*Data for analysis*

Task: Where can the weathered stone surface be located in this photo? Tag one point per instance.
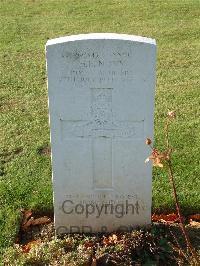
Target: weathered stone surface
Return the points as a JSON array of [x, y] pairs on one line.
[[101, 101]]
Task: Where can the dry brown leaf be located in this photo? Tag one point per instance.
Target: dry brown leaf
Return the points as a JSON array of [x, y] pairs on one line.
[[26, 248], [26, 215], [41, 220], [27, 224], [165, 218], [195, 217], [196, 224]]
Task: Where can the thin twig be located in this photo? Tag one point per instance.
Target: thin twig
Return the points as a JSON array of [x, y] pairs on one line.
[[182, 226]]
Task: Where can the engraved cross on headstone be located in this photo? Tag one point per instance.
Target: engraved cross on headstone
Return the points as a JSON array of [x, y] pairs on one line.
[[102, 129]]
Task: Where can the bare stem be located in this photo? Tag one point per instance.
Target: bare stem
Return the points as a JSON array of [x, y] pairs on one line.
[[171, 178], [182, 226]]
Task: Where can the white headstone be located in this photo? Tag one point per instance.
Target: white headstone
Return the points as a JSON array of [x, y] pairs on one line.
[[101, 101]]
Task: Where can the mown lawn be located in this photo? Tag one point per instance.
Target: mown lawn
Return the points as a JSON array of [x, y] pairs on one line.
[[25, 26]]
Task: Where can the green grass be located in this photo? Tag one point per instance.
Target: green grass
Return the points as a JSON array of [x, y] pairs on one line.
[[25, 26]]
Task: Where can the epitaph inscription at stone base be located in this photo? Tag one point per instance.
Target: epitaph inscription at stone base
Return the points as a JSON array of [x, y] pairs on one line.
[[101, 102]]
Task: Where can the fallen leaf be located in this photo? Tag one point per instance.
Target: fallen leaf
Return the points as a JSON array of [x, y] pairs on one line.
[[27, 224], [195, 217], [26, 215], [196, 224], [26, 248], [41, 220], [165, 218]]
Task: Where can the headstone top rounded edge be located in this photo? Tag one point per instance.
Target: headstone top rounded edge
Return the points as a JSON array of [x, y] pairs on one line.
[[101, 36]]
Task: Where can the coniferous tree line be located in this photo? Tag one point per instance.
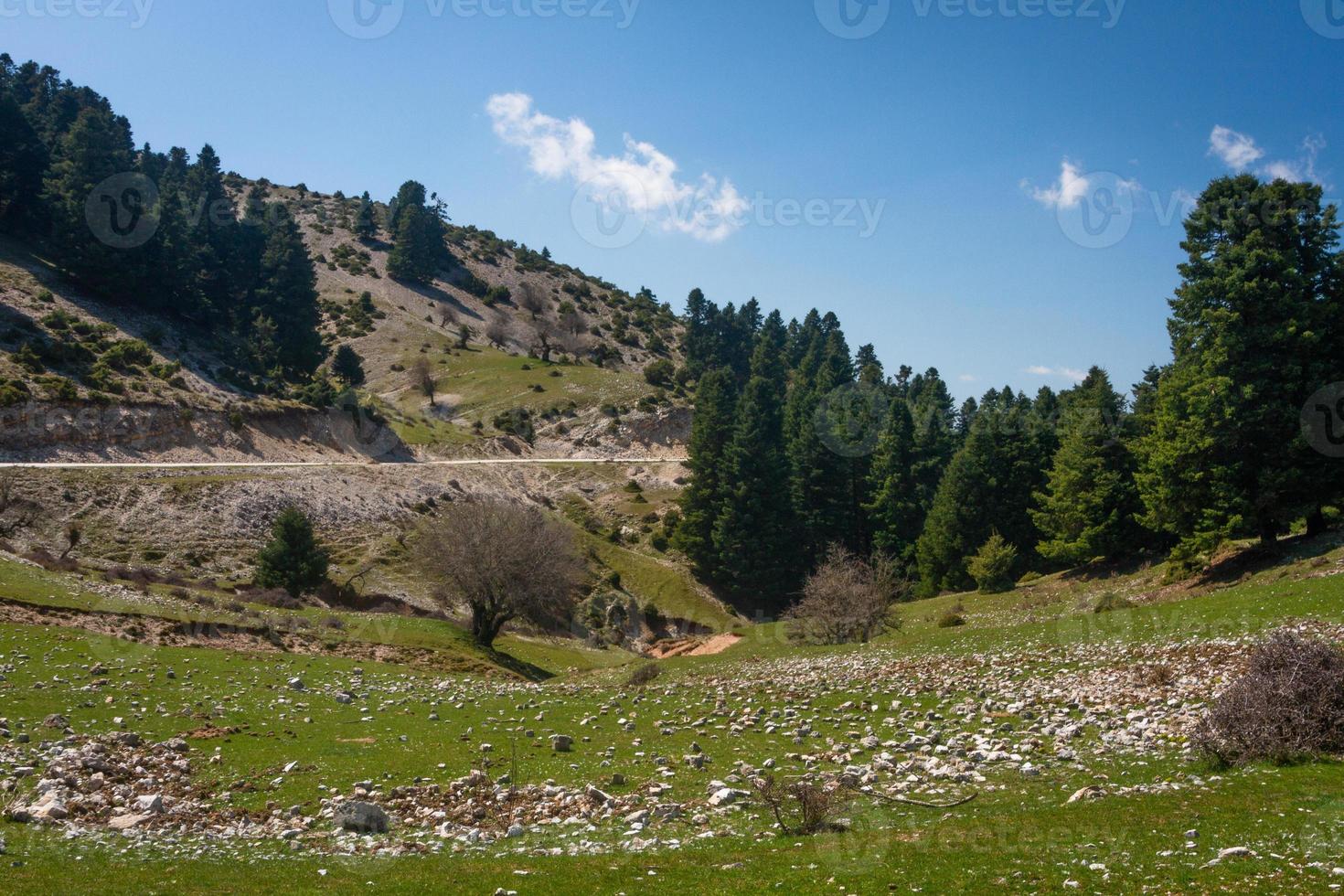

*Activity*
Look at the listing and set down only the lines from its start through the line with "Target: green grass", word for word and without pictures.

*Result for this exercise*
Task: Where can the weathered stone surface be located in this photo? Tag one point per instance.
Target: weathered stone surface
Return the points as a JSON array of [x, y] pairs on one line.
[[101, 101]]
Task: Where can the dry brown leaf be located in this photo? Tag one point per instance.
Target: dry brown leaf
Return the points as a JSON array of [x, y] pairs on one line.
[[26, 248], [26, 215], [41, 220], [27, 224], [165, 218], [195, 217], [196, 224]]
Task: Where can the thin twig be located in this photo? Tag one point per instance.
Target: thin twig
Return the points as a JSON array of [x, y] pairs on one line.
[[182, 226]]
Task: Where can the engraved cross on headstone be located in this photo? Tag one point per instance.
Target: engraved cross on headstone
Return the points as a JSON array of [x, y] pairs on one line.
[[102, 129]]
Task: Where can the bare stem be located in this photo? Tag one point per instance.
Target: bare stem
Return the points as a JSON array of [x, y] pairs on one line.
[[171, 178], [182, 226]]
Task: Where can the white headstone be located in this photo? Tag one point per instance.
Target: white headstone
Return the points as a JSON array of [x, y] pairs on one line.
[[101, 101]]
Task: Where can the mown lawn be located in this photo? Tag one point per instance.
Target: mown lawn
Return the points as a JSON array of [x, y] pairs on one line.
[[25, 26]]
Task: Where can the green grass be located in this photo? Tag one point per instance.
Target: green grass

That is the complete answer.